# [Text]
Carex radiata

Species Native to Missouri
Common Name: eastern star sedge
Type: Rush or Sedge
Family: Cyperaceae
Native Range: Central and eastern North America
Zone: 4 to 8
Height: 2.00 to 2.50 feet
Spread: 1.50 to 2.00 feet
Bloom Time: April to May
Bloom Description: Yellowish-green
Sun: Part shade
Water: Medium to wet
Maintenance: Low
Suggested Use: Ground Cover, Naturalize, Rain Garden
Flower: Showy
Leaf: Evergreen
Other: Winter Interest
Tolerate: Wet Soil

Culture

Best grown in moist to moderately wet, organically rich loams in sun-dappled to medium shade. Tolerates close to full shade. Soils should never be allowed to dry out and need consistent supplemental watering in hot summer weather. Cut foliage close to the ground and remove as needed in late winter. Plants may be propagated by division or seed. In optimum growing conditions, plants will naturalize by self-seeding.

Noteworthy Characteristics

Carex radiata, commonly known as eastern star sedge (star-like flower clusters) or straight-styled wood sedge (tip of the female flower known as the style is straight rather than curled), is an evergreen perennial that typically produces a dense foliage clump to 8-12” tall of narrow, grass-like, medium green blades. This sedge is native to mesic to wet-mesic bottomlands and upland forests and on moist ravine slopes, sometimes in seasonally wet locations, in eastern North America from Newfoundland to Manitoba south to Missouri, Oklahoma, Arkansas, and Georgia.

# [Given records]
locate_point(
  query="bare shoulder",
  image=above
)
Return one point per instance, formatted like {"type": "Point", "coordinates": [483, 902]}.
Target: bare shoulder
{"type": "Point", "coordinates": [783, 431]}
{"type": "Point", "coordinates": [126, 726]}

# [Work to complete]
**a.** Reproduce the portion of the eastern star sedge text between "Best grown in" and "naturalize by self-seeding.", inclusive.
**b.** Write a continuation of the eastern star sedge text, picking up right after its final sentence.

# [Outputs in order]
**a.**
Best grown in moist to moderately wet, organically rich loams in sun-dappled to medium shade. Tolerates close to full shade. Soils should never be allowed to dry out and need consistent supplemental watering in hot summer weather. Cut foliage close to the ground and remove as needed in late winter. Plants may be propagated by division or seed. In optimum growing conditions, plants will naturalize by self-seeding.

**b.**
Ascending to wide-spreading, triangular culms (flower stems) rise above the foliage clump in spring to 20-28” tall. Most culms are topped by an open, elongate, yellowish-green, terminal inflorescence (to 1-3” long) consisting of 3-8 flower spikelets. Each spikelet contains a star-like cluster of 3-9 perigynia (perigynum is a scale-like bract which encloses each female flower). Flowers bloom from April-May. Male flowers, if present, are borne above the female flowers on the spikes (androgynous). Female flowers are followed by tiny, ovate to obovate achenes which radiate outward from the stem in a star-like pattern. Short rhizomes are poorly-developed.

Carex radiata is very similar to and was formerly included in C. rosea.

Genus name from Latin means cutter in reference to the sharp leaves and stem edges (rushes are round but sedges have edges) found on most species' plants.

Specific epithet from Latin means radiating in reference to the developing seeds radiating outward from the stem.

Problems

No serious insect or disease problems.

Garden Uses

Group or mass as a clumping ground cover in shady areas of borders, woodland gardens or naturalized areas. Edging plant for paths or woodland areas. Also appropriate for areas with moist soils such as low spots or on the periphery of streams or ponds.